WHAT IS EXPECTED | Look for the line containing "Target: door glass panel" in the listing below. Retype that line and every subsequent line through the last one, and only those.
*** RECORDS SUPPLIED Section Begins ***
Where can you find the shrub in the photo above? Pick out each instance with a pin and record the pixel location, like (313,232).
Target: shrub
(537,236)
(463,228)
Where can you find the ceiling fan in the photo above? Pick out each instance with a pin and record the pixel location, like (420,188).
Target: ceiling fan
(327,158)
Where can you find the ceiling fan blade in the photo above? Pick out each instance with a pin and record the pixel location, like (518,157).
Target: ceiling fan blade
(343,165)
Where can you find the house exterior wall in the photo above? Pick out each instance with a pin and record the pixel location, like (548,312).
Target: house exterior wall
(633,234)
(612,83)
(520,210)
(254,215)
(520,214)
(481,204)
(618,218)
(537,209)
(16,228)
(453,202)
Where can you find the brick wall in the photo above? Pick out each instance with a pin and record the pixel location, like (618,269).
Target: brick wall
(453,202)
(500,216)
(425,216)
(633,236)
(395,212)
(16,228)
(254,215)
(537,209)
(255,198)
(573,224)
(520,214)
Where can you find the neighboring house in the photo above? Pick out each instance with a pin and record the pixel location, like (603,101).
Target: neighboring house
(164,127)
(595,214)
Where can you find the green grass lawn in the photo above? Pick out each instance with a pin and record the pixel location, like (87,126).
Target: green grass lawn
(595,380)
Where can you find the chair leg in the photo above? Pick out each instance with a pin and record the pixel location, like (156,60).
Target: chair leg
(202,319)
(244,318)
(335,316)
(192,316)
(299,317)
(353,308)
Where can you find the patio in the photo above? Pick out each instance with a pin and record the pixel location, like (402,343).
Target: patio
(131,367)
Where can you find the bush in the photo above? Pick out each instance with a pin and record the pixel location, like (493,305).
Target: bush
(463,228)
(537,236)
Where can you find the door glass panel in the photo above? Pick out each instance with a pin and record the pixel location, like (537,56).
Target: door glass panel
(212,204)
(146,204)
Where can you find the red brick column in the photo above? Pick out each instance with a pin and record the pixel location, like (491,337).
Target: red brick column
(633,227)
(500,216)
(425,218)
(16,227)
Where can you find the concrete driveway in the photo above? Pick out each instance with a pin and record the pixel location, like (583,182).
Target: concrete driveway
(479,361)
*** RECORDS SUPPLIED Section Ends ***
RESPONSE TO THE EXERCISE |
Target: door glass panel
(212,204)
(146,204)
Where can you find the red brick column in the photo above? Pick out each instance with a pin and record the pixel location, like (491,337).
Target: red brick column
(633,227)
(500,216)
(425,218)
(16,227)
Where can you find the concrete driveway in the photo above? Pick out each instance with a pin and record the pixel location, like (583,182).
Target: concrete driveway
(479,361)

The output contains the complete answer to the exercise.